#### [EXTRACTED TEXT]
## begin

CITIZENS FIRST CORPORATION
Exhibit 10.1
CITIZENS FIRST CORPORATION
2015 INCENTIVE COMPENSATION PLAN
PERFORMANCE UNITS AWARD AGREEMENT
This Award Agreement (“Agreement”) is entered into as of , (“Grant Date”), by and between Citizens First Corporation, a Kentucky corporation (“Company”), and an officer or employee of the Company or one of its Affiliates (“Participant”).
Background
A. The Company adopted the Citizens First Corporation 2015 Incentive Compensation Plan (“Plan”) to further the growth and financial success of the Company and its Affiliates by aligning the interests of participating officers and key employees (“participants”) more closely with those of the Company’s shareholders, providing participants with an additional incentive for excellent individual performance, and promoting teamwork among participants.
B. The Company believes that the goals of the Plan can be achieved by granting Performance Units to eligible officers and other key employees.
C. The Compensation Committee of the Board has determined that a grant of Performance Units to the Participant, as provided in this Award Agreement, is in the best interests of the Company and its Affiliates and furthers the purposes of the Plan.
D. The Participant wishes to accept the Company’s grant of Performance Units, subject to the terms and conditions of this Award Agreement and the Plan.
Agreement
In consideration of the premises and the mutual covenants herein contained, the Company and the Participant agree as follows:
1. Defined Terms. For purposes of this Agreement, if the first letter of a word (or each word in a term) is capitalized, the term shall have the meaning provided in this Agreement, or if such term is not defined by this Agreement, the meaning specified in the Plan.
(a) “Appendix A” means Appendix A to this Agreement, which is hereby incorporated herein and made a part hereof. Appendix A describes the performance factors and goals with respect to the Performance Units.
(b) “Superior Performance” means the Performance Goal achievement required for the maximum permissible distribution with respect to a Performance Unit, as set out in Appendix A.
(c) “Threshold Performance” means the Threshold Performance Goal achievement required for any distribution to be made with respect to a Performance Unit, as set out in Appendix A.
(d) “Performance Goal” means a financial target on which the distribution with respect to a Performance Unit is based, as set out in Appendix A.
(e) “Performance Period” means the Performance Period specified in Appendix A.
(f) “Performance Unit” means a contingent right awarded pursuant to this Agreement for distribution of a Share upon attainment of the Performance Goals as set forth in Appendix A.
(g) “Section” refers to a Section of this Agreement.
(i) “Share Distribution” means, with respect to a Performance Unit, the total number of Shares to be distributed to the Participant.
(j) “Target Performance” means the Performance Goal achievement required for the targeted distribution with respect to an Performance Unit, as set out in Appendix A. If Target Performance is achieved but not exceeded for all Performance Goals, the Share Distribution with respect to a Performance Unit is one share of the Company’s voting common stock (“Share”).
2. Incorporation of Plan Terms. All provisions of the Plan, including definitions (to the extent that a different definition is not provided in this Agreement), are incorporated herein and expressly made a part of this Agreement by reference. The Participant hereby acknowledges that he or she has received a copy of the Plan.
3. Award of Performance Units. The Committee has awarded the Participant Performance Units, effective as of the Grant Date, subject to the terms and conditions of the Plan and this Agreement.
4. Contingent Distribution on Account of Performance Units.

## end

#### [REQUIREMENT A]
Locate each line of the records containing the word "faucet", and copy those lines.
The award agreement and the records have no connection to each other.

#### [SOURCE RECORDS]
## begin

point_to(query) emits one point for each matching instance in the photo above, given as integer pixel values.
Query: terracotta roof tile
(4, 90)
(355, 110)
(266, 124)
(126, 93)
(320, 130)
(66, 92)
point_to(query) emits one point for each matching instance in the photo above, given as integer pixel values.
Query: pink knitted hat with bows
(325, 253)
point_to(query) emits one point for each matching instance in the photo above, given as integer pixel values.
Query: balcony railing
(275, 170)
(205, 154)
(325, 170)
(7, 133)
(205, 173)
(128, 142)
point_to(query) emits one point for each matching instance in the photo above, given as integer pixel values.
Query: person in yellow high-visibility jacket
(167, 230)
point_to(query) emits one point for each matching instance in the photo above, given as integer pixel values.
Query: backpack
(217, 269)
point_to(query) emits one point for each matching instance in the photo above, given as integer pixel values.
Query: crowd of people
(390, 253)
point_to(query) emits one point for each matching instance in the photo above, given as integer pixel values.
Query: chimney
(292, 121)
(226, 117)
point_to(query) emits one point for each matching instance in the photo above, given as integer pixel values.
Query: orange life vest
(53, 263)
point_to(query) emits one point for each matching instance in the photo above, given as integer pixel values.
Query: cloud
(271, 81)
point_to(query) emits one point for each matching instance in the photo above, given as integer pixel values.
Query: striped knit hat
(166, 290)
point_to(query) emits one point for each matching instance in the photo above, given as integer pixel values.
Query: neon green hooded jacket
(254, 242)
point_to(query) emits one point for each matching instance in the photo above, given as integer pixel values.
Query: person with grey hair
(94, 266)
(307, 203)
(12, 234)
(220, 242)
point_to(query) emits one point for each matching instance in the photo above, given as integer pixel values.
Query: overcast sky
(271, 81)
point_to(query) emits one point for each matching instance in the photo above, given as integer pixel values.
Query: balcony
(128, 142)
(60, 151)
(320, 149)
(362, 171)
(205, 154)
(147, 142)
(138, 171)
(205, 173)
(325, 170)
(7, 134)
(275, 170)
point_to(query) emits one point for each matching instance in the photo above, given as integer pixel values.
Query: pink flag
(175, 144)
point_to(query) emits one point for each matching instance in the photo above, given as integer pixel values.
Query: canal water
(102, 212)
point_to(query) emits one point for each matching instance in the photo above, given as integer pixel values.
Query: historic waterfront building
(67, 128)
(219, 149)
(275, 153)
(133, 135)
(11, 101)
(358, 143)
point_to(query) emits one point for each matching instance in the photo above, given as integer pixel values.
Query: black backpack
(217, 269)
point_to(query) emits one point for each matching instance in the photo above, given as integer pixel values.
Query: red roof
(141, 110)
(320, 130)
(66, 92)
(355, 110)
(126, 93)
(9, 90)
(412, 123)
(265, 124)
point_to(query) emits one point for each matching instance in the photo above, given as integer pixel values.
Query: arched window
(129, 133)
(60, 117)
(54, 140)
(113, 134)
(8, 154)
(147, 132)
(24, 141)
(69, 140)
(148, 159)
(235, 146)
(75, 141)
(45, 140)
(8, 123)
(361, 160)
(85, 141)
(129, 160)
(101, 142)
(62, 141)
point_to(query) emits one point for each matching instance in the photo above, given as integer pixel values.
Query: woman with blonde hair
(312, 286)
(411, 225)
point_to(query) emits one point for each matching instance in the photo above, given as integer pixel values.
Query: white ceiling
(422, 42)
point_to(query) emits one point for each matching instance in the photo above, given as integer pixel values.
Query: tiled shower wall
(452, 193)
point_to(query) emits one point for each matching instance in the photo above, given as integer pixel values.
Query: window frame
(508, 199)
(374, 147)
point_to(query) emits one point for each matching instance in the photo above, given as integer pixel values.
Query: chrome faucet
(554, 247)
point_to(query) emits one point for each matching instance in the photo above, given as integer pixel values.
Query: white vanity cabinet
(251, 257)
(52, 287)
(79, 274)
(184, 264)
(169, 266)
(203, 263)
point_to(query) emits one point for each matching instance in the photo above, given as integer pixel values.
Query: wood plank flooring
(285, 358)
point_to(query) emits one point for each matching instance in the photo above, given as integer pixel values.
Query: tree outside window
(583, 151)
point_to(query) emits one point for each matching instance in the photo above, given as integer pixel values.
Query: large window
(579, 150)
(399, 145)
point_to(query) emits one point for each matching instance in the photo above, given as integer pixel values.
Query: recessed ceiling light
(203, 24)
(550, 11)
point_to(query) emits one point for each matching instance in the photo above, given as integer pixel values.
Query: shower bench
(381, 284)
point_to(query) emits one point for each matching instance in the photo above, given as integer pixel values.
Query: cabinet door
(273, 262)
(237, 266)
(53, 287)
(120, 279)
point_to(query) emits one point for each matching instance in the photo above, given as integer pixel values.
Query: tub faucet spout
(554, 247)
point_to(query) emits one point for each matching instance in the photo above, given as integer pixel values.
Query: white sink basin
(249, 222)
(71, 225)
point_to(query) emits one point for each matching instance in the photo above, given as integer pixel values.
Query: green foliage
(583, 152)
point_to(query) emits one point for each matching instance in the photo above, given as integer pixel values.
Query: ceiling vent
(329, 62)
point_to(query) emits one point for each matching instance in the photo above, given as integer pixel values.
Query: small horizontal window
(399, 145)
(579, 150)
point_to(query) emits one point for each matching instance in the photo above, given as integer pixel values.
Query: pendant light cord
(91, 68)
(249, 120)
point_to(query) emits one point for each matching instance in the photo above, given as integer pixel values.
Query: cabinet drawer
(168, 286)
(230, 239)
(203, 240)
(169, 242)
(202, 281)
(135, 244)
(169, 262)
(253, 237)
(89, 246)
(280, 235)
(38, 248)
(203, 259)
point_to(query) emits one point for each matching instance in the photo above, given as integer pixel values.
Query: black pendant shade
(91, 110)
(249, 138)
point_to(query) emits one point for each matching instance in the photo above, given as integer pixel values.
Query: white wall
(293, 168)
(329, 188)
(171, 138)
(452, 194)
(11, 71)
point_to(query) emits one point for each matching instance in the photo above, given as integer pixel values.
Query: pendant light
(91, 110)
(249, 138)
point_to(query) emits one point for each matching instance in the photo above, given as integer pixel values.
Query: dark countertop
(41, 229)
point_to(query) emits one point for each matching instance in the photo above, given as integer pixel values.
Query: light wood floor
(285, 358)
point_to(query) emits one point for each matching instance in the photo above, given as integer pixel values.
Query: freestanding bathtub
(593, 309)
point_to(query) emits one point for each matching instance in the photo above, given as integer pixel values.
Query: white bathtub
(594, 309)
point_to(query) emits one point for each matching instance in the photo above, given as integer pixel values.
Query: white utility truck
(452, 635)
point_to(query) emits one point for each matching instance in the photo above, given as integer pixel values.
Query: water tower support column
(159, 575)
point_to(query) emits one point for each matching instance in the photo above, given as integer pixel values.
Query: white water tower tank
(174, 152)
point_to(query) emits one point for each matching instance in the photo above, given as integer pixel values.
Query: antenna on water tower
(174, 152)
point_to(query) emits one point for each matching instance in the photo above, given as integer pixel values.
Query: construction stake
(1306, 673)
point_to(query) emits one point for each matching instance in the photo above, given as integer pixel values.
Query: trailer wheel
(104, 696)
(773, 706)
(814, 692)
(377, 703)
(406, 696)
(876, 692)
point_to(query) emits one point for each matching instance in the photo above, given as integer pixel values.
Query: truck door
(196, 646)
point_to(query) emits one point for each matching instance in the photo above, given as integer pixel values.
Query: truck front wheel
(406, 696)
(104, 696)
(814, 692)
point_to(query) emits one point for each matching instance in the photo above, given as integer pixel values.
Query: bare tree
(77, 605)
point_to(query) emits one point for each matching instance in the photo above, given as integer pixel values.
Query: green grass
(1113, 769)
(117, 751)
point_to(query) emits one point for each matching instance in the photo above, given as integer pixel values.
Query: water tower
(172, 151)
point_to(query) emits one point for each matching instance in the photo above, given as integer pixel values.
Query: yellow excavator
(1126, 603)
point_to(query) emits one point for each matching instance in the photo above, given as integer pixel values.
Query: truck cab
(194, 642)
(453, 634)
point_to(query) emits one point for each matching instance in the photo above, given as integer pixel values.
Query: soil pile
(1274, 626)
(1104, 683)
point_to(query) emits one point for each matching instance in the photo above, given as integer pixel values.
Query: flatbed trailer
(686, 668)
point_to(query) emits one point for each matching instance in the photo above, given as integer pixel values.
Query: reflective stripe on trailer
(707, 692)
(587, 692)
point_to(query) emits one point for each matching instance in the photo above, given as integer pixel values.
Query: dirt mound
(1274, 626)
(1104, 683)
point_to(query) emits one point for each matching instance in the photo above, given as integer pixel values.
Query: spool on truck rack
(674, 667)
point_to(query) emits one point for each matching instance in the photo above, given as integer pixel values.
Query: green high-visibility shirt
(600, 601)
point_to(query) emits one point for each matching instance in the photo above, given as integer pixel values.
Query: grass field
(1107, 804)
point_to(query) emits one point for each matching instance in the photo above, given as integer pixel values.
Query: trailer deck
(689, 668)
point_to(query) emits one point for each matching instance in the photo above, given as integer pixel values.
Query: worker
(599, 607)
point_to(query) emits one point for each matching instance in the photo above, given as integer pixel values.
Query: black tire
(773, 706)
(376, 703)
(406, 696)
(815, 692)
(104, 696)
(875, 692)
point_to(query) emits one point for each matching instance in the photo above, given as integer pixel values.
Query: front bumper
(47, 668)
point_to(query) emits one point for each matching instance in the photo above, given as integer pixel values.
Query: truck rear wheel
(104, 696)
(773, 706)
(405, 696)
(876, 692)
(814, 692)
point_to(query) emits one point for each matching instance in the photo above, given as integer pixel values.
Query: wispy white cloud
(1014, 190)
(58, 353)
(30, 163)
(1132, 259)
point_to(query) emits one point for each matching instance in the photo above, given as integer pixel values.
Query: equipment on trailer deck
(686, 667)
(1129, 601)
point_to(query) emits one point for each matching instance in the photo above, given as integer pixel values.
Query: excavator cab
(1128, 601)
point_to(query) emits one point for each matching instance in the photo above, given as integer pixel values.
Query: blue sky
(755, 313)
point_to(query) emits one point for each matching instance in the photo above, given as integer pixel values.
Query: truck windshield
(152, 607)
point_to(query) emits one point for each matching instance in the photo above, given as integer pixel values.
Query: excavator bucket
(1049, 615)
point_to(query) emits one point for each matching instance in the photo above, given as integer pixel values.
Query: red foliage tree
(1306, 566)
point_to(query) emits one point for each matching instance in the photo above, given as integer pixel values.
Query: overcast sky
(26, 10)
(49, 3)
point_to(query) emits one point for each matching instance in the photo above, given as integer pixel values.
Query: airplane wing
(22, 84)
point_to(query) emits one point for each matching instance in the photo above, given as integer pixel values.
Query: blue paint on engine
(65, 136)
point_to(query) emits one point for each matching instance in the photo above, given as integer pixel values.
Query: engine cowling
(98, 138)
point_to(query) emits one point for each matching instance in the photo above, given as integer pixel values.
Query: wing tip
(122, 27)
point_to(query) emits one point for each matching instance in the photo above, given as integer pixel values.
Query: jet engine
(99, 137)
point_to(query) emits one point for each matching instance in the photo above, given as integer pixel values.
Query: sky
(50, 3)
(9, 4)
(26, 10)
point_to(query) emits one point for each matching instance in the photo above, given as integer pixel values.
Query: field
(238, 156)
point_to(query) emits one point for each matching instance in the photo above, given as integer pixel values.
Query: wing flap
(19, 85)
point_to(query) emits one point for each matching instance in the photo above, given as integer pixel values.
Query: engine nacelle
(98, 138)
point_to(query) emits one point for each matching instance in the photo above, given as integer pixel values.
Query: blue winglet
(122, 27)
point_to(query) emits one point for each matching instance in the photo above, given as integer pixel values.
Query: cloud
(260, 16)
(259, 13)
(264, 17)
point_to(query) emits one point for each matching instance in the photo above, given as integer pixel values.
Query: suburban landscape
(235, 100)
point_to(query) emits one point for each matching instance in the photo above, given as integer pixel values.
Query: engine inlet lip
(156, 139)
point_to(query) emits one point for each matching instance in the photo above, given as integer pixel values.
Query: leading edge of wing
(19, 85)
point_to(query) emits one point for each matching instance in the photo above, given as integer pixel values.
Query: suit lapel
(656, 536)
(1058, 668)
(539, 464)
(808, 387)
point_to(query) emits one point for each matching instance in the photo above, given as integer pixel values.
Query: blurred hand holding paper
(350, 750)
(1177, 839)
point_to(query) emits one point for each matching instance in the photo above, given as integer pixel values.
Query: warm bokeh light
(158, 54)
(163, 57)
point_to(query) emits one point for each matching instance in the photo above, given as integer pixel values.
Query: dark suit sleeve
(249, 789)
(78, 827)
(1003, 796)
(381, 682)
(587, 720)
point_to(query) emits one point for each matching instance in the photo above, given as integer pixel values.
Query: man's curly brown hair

## end

#### [REQUIREMENT B]
Answer these questions from the award agreement:
(i) In which state is Citizens First Corporation incorporated?
(ii) Which body determined that the grant of Performance Units is in the best interests of the Company and its Affiliates?
(iii) If Target Performance is achieved but not exceeded for all Performance Goals, what is the Share Distribution for a Performance Unit?

#### [WRITTEN RESPONSE A]
Query: chrome faucet
Query: tub faucet spout

#### [WRITTEN RESPONSE B]
(i) Kentucky.
(ii) The Compensation Committee of the Board.
(iii) One share of the Company's voting common stock.